From the entries below, please gather each line containing the string "person".

*** RECORD EXCERPTS ***

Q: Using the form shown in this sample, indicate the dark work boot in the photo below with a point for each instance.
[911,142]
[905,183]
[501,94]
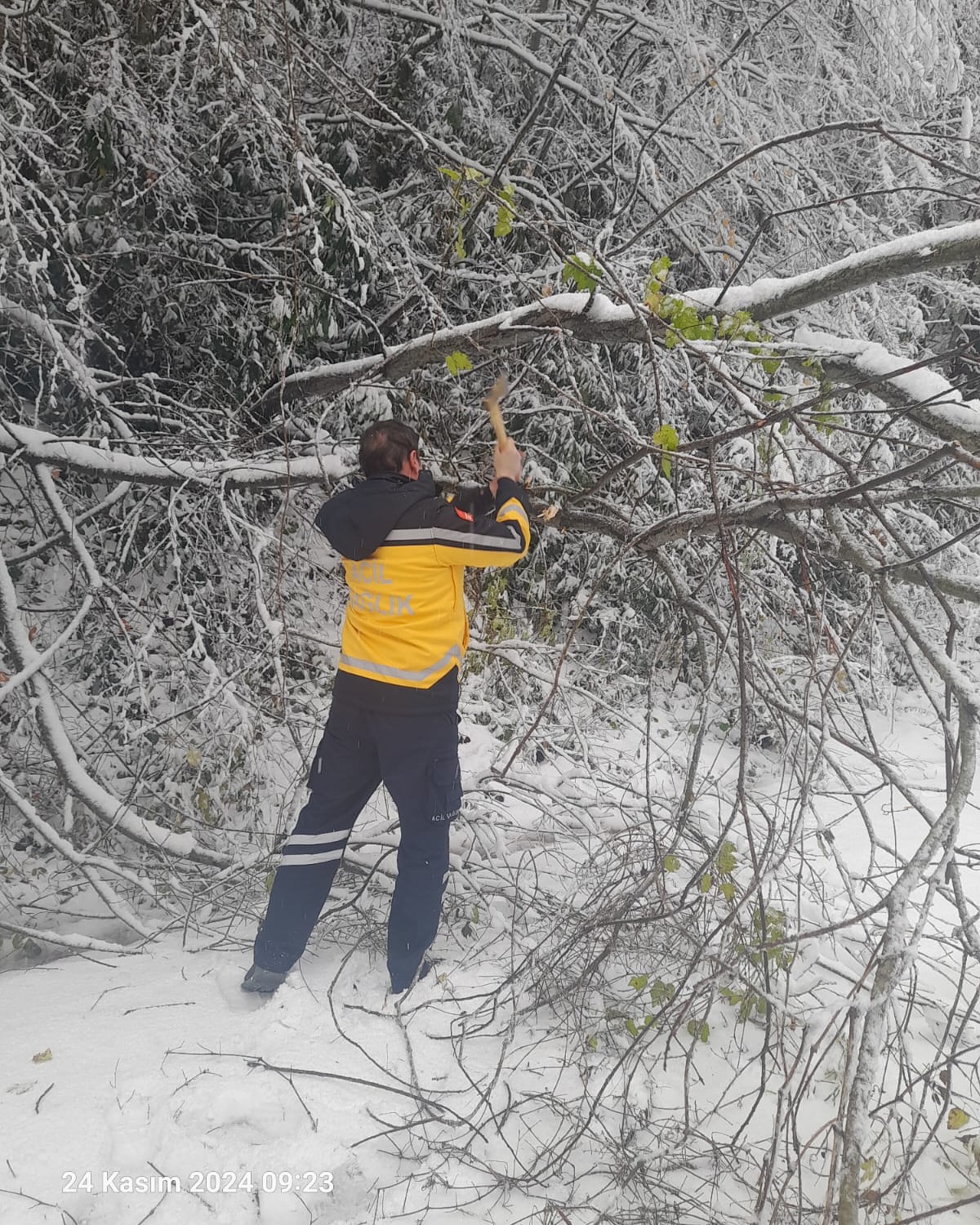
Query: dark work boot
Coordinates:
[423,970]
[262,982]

*** End of RECORD EXCERPTS ***
*** RECORD EXCERPTS ***

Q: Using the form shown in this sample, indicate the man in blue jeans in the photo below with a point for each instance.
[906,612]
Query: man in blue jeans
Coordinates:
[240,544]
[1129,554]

*** End of RECORD EXCERPTS ***
*** RECORD EXCERPTS ***

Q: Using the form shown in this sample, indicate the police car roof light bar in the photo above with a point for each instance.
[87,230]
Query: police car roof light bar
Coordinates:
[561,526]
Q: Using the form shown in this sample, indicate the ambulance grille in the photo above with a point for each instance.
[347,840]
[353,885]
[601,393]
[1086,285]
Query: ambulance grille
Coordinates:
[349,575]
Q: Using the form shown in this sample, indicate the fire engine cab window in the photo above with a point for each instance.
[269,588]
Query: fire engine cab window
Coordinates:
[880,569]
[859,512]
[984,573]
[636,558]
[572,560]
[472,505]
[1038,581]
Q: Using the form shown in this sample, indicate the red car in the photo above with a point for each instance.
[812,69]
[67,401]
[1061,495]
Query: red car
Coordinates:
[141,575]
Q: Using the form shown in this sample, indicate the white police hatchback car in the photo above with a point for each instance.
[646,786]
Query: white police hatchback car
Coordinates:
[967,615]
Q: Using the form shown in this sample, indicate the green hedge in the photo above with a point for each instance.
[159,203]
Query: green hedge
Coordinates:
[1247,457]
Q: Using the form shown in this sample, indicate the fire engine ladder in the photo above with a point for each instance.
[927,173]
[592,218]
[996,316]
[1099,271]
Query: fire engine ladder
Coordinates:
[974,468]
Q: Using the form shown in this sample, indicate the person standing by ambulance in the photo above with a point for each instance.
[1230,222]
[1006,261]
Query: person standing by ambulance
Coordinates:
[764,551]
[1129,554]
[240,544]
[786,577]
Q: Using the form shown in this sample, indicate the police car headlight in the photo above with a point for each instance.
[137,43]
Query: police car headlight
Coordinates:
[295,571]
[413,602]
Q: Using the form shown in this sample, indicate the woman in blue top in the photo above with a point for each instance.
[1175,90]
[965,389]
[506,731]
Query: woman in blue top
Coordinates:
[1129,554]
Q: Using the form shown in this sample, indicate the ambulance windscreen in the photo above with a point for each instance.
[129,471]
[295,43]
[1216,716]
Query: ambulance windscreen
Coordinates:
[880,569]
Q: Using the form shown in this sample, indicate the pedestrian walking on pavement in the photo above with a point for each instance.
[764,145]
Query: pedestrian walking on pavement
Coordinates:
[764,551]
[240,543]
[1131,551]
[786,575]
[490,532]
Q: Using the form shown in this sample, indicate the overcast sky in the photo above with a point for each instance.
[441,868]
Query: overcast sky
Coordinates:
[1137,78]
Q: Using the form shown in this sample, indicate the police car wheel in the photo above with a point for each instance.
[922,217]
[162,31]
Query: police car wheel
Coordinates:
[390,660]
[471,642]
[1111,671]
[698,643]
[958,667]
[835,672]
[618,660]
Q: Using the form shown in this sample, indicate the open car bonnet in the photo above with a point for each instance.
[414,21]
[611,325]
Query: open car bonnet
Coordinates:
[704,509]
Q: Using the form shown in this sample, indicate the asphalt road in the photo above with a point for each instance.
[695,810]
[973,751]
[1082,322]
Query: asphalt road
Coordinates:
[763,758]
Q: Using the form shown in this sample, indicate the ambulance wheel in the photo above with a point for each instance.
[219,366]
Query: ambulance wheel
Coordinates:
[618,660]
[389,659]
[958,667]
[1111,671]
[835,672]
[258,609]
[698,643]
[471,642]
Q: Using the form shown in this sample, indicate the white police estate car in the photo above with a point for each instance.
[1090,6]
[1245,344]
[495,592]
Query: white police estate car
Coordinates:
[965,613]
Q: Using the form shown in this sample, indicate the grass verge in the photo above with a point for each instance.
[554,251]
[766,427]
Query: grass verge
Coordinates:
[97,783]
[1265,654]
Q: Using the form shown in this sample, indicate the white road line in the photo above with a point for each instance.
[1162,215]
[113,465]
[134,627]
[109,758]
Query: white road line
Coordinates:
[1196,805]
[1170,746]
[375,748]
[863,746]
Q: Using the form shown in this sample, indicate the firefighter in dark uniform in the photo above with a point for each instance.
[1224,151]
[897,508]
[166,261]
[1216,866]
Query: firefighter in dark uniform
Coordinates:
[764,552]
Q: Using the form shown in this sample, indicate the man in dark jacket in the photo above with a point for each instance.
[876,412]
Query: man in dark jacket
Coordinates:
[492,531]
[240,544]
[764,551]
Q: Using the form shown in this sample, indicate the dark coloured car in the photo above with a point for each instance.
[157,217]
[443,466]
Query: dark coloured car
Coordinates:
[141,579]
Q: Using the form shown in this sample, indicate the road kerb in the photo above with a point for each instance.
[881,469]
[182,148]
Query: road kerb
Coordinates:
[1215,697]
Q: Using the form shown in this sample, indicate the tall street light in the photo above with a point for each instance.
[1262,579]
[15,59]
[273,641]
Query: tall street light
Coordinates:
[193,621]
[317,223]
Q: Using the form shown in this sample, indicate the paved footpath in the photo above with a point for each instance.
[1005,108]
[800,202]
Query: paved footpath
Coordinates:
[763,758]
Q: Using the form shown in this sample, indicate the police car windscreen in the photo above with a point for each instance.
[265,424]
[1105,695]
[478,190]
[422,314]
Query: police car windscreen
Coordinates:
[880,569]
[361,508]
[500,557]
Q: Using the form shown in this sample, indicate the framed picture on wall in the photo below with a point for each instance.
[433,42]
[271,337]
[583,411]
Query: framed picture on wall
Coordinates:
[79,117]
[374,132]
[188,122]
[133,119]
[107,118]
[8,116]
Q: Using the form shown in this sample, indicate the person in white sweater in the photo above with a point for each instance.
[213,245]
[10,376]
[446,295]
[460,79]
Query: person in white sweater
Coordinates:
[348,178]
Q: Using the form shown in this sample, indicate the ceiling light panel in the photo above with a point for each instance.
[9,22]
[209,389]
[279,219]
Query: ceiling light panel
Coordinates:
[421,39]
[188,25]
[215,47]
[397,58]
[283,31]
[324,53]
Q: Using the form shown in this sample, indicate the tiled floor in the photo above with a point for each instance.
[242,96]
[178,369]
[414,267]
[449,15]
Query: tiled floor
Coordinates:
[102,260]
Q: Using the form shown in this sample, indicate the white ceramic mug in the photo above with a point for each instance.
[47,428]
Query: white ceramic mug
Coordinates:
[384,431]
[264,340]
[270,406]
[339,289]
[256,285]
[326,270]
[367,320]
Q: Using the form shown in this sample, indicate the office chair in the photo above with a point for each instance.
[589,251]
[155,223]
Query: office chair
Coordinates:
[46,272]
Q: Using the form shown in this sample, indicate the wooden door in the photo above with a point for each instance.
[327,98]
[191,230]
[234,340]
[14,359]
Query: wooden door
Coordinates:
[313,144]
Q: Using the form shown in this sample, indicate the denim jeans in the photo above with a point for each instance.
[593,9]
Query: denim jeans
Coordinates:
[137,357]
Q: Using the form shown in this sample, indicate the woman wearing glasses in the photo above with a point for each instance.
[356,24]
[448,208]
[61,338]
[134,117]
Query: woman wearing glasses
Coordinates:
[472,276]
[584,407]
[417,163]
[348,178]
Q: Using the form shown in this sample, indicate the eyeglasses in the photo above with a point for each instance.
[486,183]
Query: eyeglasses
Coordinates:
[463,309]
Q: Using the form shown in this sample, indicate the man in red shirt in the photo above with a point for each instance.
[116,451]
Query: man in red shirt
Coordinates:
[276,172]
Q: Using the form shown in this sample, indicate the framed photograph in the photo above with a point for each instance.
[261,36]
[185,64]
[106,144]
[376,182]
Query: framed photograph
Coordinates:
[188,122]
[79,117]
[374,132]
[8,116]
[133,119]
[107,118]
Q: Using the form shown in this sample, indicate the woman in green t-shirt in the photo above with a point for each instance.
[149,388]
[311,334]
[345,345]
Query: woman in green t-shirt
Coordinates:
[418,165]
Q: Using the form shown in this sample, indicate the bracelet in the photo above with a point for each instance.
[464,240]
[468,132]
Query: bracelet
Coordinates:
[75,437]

*** End of RECORD EXCERPTS ***

*TASK RESPONSE:*
Q: Using the form shown in this sample, indicate the person standing by ambulance in the photo above with a point for each instance.
Query: person standing by ambulance
Q: Using the form shown in this sample, indicate the person in white sweater in the photo above with a point for each instance.
Query: person in white sweater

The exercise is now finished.